** Begin Page extract **
Example 14 provides the one or more non-transitory computer-readable media of example 10, where receiving the vector includes receiving a plurality of elements, each element representing a potential angle with respect to the microphone array, and where the plurality of elements includes a selected element representing the selected angle.
Example 15 provides the one or more non-transitory computer-readable media of example 10, the operations further including training the neural network using synthetic audio samples generated using a plurality of simulated rooms and corresponding room impulse responses of sound emanating from a plurality of directions.
** End Page extract **
**Given problem 1:** In the patent excerpt, what does Example 15 use to train the neural network?
**Given problem 2:**
Do these statements agree with the patent excerpt? Answer yes or no for each, quoting the deciding words.
(a) Example 14 builds on example 10.
(b) Each element of the received vector represents a potential angle with respect to the microphone array.
(c) The neural network is trained on audio recorded in real rooms.
You won't need the records for this.
** Begin Supplied entries **
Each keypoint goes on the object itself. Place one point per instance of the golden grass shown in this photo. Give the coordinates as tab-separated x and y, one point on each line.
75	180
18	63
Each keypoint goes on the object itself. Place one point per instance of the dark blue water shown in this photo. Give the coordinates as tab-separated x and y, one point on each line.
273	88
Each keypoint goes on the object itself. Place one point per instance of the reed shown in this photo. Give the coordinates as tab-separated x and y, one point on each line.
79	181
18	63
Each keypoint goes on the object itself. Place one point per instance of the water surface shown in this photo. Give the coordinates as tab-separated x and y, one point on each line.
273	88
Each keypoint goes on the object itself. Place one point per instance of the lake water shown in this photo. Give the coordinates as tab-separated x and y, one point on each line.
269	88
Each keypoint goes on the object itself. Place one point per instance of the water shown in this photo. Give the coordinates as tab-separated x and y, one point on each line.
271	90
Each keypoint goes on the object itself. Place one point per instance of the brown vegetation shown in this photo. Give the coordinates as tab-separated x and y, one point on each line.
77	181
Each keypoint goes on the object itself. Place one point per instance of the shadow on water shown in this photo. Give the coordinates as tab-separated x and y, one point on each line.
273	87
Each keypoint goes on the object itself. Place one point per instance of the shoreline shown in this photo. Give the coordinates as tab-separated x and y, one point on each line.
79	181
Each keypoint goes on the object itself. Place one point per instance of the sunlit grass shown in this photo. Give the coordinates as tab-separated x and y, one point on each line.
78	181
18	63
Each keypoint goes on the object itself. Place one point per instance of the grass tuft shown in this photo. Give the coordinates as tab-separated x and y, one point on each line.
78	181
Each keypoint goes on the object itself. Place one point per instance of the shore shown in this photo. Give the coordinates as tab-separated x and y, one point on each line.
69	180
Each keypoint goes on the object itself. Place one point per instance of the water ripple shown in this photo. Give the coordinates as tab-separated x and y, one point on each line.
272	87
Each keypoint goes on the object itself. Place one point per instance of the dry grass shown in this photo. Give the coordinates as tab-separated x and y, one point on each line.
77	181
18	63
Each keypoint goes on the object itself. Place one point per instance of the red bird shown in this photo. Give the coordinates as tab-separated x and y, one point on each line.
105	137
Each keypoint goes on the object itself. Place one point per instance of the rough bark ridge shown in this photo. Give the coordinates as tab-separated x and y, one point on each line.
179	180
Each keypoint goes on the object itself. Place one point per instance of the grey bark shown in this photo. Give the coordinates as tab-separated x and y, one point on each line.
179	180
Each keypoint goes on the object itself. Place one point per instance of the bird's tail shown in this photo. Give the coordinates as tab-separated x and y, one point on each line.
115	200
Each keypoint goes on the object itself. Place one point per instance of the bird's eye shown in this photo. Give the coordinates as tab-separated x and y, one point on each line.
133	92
** End Supplied entries **
**Answer 1:** Synthetic audio samples generated using a plurality of simulated rooms and the corresponding room impulse responses of sound emanating from a plurality of directions.

**Answer 2:**
(a) Yes: "the one or more non-transitory computer-readable media of example 10"
(b) Yes: "each element representing a potential angle with respect to the microphone array"
(c) No: "synthetic audio samples generated using a plurality of simulated rooms"